Sunday, July 18, 2010

Research Phrases That Should Be Systematically Wiped Out

A couple of weeks ago I went to another research conference, which in itself isn't the impetus for this post, but it reminded me that there are several terms that researchers use that really get on my nerves. The following is a list of terms I plan to never use (and if I do there must have been editorial interference):

-literature: Oh yes... the old 'literature review'. Unless your entire purpose is to actually review what previous authors have done (which is what my colleagues did recently, hence this clause saves me from hypocrisy), there really is no excuse for doing a lit review. Often it's used to either show how 'well-read' the researcher is, or to pad out the length - for God's sake, just use what actually affects your own research. Leave the 'literature' to Salman Rushdie.

Acceptable alternatives: articles, studies, evidence, work.

-key: Often used to make a point seem more important than it really is. Or if the author has written a piece of work and hasn't made their message clear enough, so that they feel they need to point out what the 'key findings' are. Not that I am against summarizing - indeed, it's necessary - but I can't stand people hitting their readers over the head with how terribly significant their work is.

Acceptable alternatives: main, summary.

*STATED PROBLEM 1*.
Reproduce the post on research phrases word for word.
*STATED PROBLEM 2*.
Among the entries, rewrite the part that opens with the line containing "instance, sample <point>172,175</point>." and closes with the line containing "<point>1221,484</point>", swapping "adult" for "grown-up" and changing nothing else.

Excerpts from point annotation data
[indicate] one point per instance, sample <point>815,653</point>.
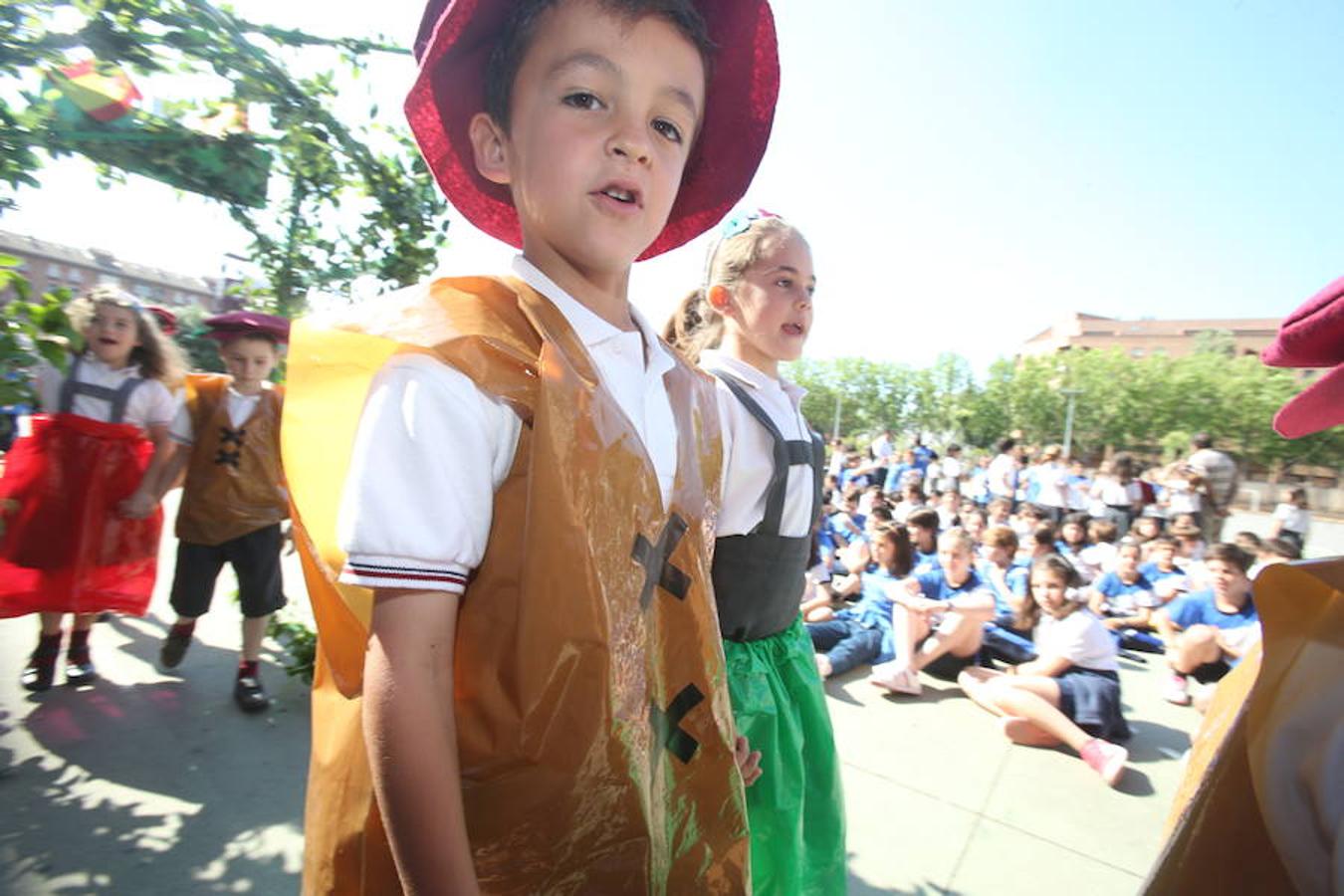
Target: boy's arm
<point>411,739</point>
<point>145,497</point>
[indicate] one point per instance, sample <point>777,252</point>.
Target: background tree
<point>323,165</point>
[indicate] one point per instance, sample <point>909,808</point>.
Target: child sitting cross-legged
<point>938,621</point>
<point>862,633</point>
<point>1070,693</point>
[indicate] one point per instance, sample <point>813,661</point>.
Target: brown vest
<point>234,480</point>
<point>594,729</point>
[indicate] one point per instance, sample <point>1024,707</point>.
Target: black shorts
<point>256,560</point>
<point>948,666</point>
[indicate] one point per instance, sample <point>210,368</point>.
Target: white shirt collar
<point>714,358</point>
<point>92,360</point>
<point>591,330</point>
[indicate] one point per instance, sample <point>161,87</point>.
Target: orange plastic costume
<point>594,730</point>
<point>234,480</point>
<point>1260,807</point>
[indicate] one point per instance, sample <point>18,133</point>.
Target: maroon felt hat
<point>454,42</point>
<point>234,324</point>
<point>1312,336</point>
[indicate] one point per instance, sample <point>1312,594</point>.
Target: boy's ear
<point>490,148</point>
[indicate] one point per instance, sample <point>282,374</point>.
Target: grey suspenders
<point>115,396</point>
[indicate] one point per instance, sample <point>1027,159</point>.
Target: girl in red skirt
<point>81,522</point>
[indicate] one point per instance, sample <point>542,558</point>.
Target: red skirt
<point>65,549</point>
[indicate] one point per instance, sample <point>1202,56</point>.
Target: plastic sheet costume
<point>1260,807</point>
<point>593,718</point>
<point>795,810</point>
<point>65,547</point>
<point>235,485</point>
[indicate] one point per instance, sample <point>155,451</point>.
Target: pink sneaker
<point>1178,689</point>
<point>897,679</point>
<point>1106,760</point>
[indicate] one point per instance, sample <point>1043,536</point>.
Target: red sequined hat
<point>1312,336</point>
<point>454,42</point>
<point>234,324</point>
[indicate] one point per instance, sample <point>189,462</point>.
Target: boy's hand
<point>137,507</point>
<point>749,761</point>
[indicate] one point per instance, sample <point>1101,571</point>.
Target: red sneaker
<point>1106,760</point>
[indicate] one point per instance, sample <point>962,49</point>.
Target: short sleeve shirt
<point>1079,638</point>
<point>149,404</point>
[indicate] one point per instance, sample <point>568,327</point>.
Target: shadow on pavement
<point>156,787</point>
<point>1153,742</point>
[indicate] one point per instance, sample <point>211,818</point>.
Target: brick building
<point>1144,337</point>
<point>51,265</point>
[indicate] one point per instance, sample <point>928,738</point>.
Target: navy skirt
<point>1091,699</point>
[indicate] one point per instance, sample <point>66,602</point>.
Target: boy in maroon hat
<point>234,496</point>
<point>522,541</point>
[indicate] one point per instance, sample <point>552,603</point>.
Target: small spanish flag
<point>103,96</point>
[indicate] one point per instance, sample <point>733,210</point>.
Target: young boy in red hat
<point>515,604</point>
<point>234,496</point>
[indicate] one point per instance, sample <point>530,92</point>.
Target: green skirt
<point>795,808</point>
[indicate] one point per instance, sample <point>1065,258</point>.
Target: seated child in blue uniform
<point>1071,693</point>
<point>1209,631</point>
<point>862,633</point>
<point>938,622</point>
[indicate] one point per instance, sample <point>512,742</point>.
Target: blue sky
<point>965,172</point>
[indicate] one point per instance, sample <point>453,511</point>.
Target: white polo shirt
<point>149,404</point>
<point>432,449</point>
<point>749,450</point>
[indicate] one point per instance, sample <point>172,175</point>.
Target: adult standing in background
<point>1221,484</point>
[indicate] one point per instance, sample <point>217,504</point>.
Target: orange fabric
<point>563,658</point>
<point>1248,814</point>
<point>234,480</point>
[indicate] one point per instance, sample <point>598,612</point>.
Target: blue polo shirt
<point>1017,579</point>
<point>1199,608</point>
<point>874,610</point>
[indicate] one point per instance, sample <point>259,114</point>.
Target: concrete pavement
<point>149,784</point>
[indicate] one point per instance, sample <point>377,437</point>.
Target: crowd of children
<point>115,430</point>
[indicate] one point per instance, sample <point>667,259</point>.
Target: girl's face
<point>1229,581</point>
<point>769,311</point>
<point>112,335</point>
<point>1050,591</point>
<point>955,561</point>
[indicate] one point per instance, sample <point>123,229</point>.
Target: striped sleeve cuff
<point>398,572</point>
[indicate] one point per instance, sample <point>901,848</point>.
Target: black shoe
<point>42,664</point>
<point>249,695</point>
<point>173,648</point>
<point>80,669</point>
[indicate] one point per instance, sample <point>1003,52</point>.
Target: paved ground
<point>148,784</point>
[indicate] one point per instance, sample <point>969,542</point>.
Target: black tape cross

*WORKED SOLUTION 1*.
Sunday, July 18, 2010

Research Phrases That Should Be Systematically Wiped Out

A couple of weeks ago I went to another research conference, which in itself isn't the impetus for this post, but it reminded me that there are several terms that researchers use that really get on my nerves. The following is a list of terms I plan to never use (and if I do there must have been editorial interference):

-literature: Oh yes... the old 'literature review'. Unless your entire purpose is to actually review what previous authors have done (which is what my colleagues did recently, hence this clause saves me from hypocrisy), there really is no excuse for doing a lit review. Often it's used to either show how 'well-read' the researcher is, or to pad out the length - for God's sake, just use what actually affects your own research. Leave the 'literature' to Salman Rushdie.

Acceptable alternatives: articles, studies, evidence, work.

-key: Often used to make a point seem more important than it really is. Or if the author has written a piece of work and hasn't made their message clear enough, so that they feel they need to point out what the 'key findings' are. Not that I am against summarizing - indeed, it's necessary - but I can't stand people hitting their readers over the head with how terribly significant their work is.

Acceptable alternatives: main, summary.

*WORKED SOLUTION 2*.
[indicate] one point per instance, sample <point>172,175</point>.
Target: grown-up standing in background
<point>1221,484</point>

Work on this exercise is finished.